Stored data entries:

** start **

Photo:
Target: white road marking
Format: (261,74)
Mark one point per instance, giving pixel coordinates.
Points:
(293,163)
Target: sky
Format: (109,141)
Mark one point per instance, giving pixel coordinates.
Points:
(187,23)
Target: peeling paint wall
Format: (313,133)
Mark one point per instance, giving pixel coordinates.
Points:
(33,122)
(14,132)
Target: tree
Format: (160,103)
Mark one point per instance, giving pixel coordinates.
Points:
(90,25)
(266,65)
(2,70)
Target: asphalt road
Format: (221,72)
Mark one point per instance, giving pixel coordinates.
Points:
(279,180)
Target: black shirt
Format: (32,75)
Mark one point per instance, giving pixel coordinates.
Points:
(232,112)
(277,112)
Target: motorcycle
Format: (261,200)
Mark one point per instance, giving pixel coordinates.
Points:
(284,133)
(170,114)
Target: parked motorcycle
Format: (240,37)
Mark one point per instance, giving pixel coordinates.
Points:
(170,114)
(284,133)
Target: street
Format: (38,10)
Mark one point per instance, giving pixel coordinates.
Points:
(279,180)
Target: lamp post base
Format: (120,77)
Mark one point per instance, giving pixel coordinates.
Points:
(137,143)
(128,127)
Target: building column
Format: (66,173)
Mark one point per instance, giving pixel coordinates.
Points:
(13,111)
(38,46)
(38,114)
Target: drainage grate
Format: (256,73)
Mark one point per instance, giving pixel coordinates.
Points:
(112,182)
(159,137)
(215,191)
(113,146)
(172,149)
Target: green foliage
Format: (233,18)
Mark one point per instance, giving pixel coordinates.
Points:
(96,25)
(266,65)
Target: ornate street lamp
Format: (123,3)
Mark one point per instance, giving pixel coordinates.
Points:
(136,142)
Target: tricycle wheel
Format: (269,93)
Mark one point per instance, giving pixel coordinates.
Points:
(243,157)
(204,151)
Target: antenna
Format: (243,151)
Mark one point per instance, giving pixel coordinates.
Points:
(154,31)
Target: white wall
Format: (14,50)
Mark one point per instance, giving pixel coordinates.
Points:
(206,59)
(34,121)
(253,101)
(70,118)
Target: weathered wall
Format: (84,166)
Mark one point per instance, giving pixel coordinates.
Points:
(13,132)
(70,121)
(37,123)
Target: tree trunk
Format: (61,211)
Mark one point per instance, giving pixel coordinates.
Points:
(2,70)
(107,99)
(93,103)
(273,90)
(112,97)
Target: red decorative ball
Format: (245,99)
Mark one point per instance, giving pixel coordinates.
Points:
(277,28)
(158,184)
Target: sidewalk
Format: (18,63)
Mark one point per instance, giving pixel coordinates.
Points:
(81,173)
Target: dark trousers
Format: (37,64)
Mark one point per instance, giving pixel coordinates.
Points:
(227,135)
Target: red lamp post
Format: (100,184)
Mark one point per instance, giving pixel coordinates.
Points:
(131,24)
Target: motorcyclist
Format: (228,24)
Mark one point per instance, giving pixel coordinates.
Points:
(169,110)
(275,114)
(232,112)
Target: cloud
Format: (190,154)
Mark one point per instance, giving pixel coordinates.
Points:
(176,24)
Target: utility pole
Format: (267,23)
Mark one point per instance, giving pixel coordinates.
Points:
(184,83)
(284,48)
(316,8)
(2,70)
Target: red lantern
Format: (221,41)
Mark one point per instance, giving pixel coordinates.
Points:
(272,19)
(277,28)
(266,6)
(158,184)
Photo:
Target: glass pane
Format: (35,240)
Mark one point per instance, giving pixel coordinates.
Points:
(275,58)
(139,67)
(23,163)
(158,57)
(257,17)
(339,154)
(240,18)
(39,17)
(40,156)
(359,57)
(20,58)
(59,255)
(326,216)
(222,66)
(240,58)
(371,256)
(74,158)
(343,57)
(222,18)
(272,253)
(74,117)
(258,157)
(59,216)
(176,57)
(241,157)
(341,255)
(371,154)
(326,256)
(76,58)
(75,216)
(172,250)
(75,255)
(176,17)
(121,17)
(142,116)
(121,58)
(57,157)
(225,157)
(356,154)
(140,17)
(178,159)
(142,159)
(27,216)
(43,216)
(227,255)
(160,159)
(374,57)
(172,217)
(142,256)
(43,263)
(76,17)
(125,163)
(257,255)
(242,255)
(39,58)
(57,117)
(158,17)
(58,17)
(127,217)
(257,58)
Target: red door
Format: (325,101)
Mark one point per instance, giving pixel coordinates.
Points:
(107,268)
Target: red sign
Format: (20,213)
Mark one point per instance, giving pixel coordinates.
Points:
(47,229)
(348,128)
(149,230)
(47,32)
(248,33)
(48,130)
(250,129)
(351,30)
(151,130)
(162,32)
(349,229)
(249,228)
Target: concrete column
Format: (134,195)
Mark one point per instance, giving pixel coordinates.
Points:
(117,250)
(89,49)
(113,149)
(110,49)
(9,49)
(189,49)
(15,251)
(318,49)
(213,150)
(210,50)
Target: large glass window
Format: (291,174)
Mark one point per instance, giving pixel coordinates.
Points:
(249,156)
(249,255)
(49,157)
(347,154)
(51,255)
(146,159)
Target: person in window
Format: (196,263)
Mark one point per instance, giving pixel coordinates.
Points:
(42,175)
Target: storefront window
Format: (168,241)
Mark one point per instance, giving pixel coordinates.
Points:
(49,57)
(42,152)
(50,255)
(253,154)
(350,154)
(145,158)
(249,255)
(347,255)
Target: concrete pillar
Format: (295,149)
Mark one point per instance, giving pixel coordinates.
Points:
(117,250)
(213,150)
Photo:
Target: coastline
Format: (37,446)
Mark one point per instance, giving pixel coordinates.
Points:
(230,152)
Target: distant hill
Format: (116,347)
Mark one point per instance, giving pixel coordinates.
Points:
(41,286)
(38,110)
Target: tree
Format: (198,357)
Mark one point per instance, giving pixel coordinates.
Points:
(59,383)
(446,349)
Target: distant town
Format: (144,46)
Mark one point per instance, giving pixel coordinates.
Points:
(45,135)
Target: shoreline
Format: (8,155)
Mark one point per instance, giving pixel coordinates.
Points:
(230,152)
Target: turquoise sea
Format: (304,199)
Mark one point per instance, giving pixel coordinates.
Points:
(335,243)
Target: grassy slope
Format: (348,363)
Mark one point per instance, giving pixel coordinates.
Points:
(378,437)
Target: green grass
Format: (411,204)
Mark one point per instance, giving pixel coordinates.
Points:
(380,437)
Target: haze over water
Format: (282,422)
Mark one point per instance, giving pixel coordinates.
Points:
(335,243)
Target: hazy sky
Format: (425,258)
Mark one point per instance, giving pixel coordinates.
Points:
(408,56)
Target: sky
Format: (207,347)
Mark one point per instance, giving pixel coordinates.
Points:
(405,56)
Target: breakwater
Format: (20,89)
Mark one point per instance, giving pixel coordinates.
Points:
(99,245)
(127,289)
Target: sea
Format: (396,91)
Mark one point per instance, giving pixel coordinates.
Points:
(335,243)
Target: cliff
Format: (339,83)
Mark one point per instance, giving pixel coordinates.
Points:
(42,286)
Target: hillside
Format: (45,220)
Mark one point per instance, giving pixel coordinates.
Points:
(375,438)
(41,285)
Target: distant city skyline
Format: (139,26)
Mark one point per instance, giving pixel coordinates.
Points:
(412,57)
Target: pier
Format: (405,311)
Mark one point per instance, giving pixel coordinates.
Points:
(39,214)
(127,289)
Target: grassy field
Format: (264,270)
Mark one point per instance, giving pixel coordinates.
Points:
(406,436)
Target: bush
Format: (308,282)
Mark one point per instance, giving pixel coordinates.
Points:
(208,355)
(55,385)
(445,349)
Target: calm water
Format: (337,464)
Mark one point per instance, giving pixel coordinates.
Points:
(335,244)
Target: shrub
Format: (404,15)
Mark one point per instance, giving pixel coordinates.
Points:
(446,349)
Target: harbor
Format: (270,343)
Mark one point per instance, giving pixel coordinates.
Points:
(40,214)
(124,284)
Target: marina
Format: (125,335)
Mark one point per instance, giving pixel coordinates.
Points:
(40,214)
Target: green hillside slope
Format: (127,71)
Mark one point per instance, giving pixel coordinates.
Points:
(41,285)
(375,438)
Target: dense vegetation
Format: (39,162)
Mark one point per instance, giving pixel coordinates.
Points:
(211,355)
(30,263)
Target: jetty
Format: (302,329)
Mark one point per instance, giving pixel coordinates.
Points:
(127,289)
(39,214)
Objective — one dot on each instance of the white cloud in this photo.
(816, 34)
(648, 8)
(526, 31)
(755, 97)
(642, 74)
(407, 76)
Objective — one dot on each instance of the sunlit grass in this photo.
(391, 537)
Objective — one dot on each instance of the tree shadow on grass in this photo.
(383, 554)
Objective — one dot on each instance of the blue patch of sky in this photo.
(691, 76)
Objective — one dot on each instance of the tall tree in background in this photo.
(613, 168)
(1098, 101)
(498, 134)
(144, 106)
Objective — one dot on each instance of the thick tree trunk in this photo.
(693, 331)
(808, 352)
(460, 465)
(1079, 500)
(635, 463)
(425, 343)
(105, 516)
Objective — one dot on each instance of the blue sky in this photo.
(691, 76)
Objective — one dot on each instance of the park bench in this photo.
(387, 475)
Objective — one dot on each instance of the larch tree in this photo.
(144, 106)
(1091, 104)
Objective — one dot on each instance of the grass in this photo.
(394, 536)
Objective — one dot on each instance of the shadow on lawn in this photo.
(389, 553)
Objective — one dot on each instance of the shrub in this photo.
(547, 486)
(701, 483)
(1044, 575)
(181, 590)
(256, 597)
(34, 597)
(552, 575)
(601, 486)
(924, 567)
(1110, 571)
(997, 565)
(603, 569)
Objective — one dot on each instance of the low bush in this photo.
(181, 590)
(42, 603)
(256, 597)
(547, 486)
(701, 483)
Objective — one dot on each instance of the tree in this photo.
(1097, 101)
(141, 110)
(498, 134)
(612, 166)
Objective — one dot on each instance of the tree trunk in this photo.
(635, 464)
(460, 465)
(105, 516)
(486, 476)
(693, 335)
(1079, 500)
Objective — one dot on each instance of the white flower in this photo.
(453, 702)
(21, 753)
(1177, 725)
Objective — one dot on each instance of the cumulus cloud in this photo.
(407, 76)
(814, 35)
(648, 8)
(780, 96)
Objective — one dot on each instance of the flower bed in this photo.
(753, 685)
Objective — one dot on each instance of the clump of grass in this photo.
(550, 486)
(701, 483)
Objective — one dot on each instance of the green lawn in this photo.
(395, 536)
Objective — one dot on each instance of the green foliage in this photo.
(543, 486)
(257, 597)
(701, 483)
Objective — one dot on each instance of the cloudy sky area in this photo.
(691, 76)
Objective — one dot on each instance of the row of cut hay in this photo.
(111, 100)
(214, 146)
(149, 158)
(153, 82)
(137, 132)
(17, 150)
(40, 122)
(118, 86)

** end **

The task:
Turn the entries into a JSON list of strings with one string per line and blank lines dropped. Begin at the line that contains "Objective — one dot on each instance of the cloudy" and continue through the last line of the entries.

Complete output:
[
  "Objective — one dot on each instance of the cloudy sky area in this photo.",
  "(691, 76)",
  "Objective — one dot on each instance of the row of cut hay in this photo.",
  "(111, 100)",
  "(214, 146)",
  "(149, 158)",
  "(153, 82)",
  "(137, 132)",
  "(17, 150)",
  "(40, 122)",
  "(118, 86)"
]